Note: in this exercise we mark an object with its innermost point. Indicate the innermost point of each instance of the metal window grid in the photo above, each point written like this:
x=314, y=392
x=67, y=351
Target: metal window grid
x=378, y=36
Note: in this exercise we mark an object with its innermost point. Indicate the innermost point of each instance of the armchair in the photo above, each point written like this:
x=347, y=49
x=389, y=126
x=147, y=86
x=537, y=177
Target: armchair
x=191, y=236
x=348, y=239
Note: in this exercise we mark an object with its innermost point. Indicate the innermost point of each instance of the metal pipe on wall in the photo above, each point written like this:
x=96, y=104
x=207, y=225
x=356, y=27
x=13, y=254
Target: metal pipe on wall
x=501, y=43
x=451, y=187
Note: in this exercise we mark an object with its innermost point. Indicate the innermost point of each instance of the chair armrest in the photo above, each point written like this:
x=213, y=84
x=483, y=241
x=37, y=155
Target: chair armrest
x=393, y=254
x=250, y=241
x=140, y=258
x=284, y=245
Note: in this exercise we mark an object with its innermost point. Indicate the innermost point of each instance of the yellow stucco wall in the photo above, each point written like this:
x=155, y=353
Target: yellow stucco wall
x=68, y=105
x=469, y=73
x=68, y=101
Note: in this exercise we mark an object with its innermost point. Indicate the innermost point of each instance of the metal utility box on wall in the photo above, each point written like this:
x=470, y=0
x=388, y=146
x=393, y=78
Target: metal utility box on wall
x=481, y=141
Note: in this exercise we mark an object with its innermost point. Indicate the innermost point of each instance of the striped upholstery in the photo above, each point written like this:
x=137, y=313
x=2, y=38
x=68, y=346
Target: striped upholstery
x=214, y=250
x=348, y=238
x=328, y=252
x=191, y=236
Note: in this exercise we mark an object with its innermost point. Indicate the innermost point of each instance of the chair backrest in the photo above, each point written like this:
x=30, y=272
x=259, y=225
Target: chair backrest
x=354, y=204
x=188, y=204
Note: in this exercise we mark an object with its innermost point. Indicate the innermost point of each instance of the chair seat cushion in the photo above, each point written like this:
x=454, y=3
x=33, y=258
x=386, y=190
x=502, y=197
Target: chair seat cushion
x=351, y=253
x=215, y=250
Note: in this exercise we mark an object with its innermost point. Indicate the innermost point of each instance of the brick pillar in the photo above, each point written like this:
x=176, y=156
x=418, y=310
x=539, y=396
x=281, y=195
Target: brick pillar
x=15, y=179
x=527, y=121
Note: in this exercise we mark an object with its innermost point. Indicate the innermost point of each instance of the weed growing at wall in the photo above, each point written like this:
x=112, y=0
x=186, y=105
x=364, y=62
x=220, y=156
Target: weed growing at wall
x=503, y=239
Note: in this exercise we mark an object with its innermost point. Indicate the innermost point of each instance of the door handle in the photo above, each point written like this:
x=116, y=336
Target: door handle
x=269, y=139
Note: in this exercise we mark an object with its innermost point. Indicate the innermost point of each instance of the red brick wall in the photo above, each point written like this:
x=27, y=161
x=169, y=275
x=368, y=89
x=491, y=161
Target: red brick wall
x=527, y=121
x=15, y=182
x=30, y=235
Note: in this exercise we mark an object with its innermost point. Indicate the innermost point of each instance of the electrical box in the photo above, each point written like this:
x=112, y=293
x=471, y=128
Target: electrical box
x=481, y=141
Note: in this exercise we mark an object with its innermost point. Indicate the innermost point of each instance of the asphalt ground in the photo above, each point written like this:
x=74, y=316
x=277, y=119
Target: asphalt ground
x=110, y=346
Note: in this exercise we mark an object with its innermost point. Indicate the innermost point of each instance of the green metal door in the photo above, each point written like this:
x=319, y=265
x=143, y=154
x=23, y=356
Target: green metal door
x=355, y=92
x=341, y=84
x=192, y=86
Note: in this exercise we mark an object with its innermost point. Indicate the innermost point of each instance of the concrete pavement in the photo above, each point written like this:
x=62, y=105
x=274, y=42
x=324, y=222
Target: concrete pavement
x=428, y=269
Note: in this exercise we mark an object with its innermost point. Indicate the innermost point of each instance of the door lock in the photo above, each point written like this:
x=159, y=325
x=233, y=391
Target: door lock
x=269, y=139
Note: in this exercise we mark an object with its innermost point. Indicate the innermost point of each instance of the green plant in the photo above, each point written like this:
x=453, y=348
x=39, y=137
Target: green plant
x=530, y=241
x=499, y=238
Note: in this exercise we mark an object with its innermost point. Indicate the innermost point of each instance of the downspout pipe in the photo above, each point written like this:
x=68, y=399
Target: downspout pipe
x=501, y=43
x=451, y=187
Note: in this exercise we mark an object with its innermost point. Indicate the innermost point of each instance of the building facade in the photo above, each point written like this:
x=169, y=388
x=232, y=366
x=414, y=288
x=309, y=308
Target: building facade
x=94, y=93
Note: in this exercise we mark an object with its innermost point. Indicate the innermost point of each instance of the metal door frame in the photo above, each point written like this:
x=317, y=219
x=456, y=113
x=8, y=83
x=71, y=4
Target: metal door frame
━━━━━━━━
• _TASK GOAL_
Every record above is to be copied out exactly.

• _WRITTEN RESPONSE_
Note: in this exercise we mark an object with its innermost point. Indicate the innermost point of each instance of the metal window grid in the photo above, each point written like this:
x=314, y=392
x=67, y=351
Target: metal window grid
x=378, y=36
Note: in this exercise we mark an object with its innermost point. Indicate the innermost point of each instance of the armchair in the photo above, each point written like this:
x=347, y=49
x=389, y=126
x=147, y=86
x=537, y=177
Target: armchair
x=191, y=236
x=348, y=239
Note: in this exercise we mark an object with its innermost point. Indicate the innermost point of each instance of the metal pipe on wall in the photo above, each point written like this:
x=96, y=104
x=207, y=225
x=356, y=27
x=13, y=254
Target: metal pipe on wall
x=501, y=43
x=451, y=187
Note: in this exercise we mark an object with its innermost point. Indicate the innermost point of each instance of the chair armrest in the photo above, each point written like this:
x=213, y=84
x=483, y=241
x=37, y=155
Target: chair armrest
x=393, y=254
x=250, y=241
x=140, y=258
x=284, y=245
Note: in this exercise we mark an object with its innermost point. Indicate the innermost point of each instance of the yellow stucco wall in the photo above, each point written like this:
x=155, y=353
Target: yellow stucco wall
x=68, y=105
x=469, y=73
x=68, y=101
Note: in this exercise we mark an object with its innermost point. Indicate the innermost point of each instance of the metal utility box on wall in the photo above, each point written like this:
x=470, y=0
x=388, y=146
x=393, y=78
Target: metal utility box on wall
x=481, y=141
Note: in this exercise we mark an object with its innermost point. Indicate the innermost point of each instance of the striped upholstery in the photo above, each point written like this:
x=137, y=313
x=2, y=38
x=68, y=346
Target: striped upholstery
x=214, y=250
x=348, y=238
x=328, y=252
x=191, y=236
Note: in this exercise we mark an object with its innermost point. Indicate the innermost point of each instance of the chair backrest in the photo above, each point written like this:
x=30, y=272
x=259, y=225
Target: chair backrest
x=354, y=204
x=188, y=204
Note: in this exercise we mark an object with its innermost point. Indicate the innermost point of each instance of the chair seat cushion in the photo above, each point written like this:
x=454, y=3
x=33, y=258
x=386, y=190
x=502, y=197
Target: chair seat cushion
x=351, y=253
x=215, y=250
Note: in this exercise we mark an object with its innermost point. Indicate the innermost point of each instance of the brick pillar in the photo above, each point written like this:
x=176, y=156
x=418, y=310
x=539, y=396
x=281, y=195
Target: brick pillar
x=15, y=179
x=527, y=121
Note: in this exercise we mark an object with its innermost point. Indicate the innermost point of each instance of the weed growing at wall in the photo above, each point written like this:
x=112, y=0
x=186, y=105
x=364, y=62
x=220, y=156
Target: weed growing at wall
x=503, y=239
Note: in this exercise we mark an object with its innermost point. Indicate the innermost point of each instance of the door handle in the photo above, each point written like this:
x=116, y=336
Target: door handle
x=269, y=139
Note: in this exercise we mark an object with its innermost point. Indicate the innermost point of each instance of the red brick wall in the photo above, each point written like this:
x=27, y=161
x=169, y=275
x=368, y=89
x=491, y=161
Target: red brick wall
x=527, y=121
x=15, y=182
x=30, y=235
Note: in this exercise we mark an object with its innermost point. Indicate the innermost point of each instance of the electrical box in the photo above, each point written like this:
x=112, y=293
x=471, y=128
Target: electrical box
x=481, y=141
Note: in this exercise we mark an object with its innermost point. Indicate the innermost point of each instance of the asphalt ground in the photo above, each point written like this:
x=74, y=316
x=277, y=119
Target: asphalt ground
x=110, y=346
Note: in this exercise we mark an object with its innermost point. Indicate the innermost point of each instance of the green metal door in the photo above, each point written like this:
x=319, y=265
x=143, y=154
x=23, y=356
Target: green metal door
x=355, y=92
x=341, y=84
x=192, y=86
Note: in this exercise we mark an object with its innermost point. Indicate the innermost point of each instance of the concrete pavement in the photo above, each point written like this:
x=62, y=105
x=274, y=42
x=324, y=222
Target: concrete pavement
x=428, y=269
Note: in this exercise we mark an object with its innermost point. Indicate the innermost point of each instance of the door lock in the photo above, each point written like this:
x=159, y=325
x=233, y=391
Target: door lock
x=269, y=139
Note: in this exercise we mark an object with its innermost point. Indicate the innermost point of each instance of the green plant in the photo above, each point written like this:
x=453, y=348
x=39, y=137
Target: green plant
x=530, y=241
x=499, y=238
Note: in this exercise we mark an object with its innermost point. Indicate the innermost point of each instance of the downspout pipe in the photo above, each point written like this:
x=68, y=399
Target: downspout pipe
x=501, y=43
x=451, y=187
Note: in this exercise we mark an object with its innermost point. Indicate the innermost point of each instance of the building facade in the photo above, each point written like this:
x=169, y=388
x=232, y=366
x=414, y=288
x=309, y=308
Target: building facade
x=94, y=93
Note: in this exercise we mark an object with its innermost point. Indicate the innermost point of each instance of the metal door frame in the photo above, each point written like this:
x=317, y=219
x=456, y=113
x=8, y=83
x=71, y=4
Target: metal door frame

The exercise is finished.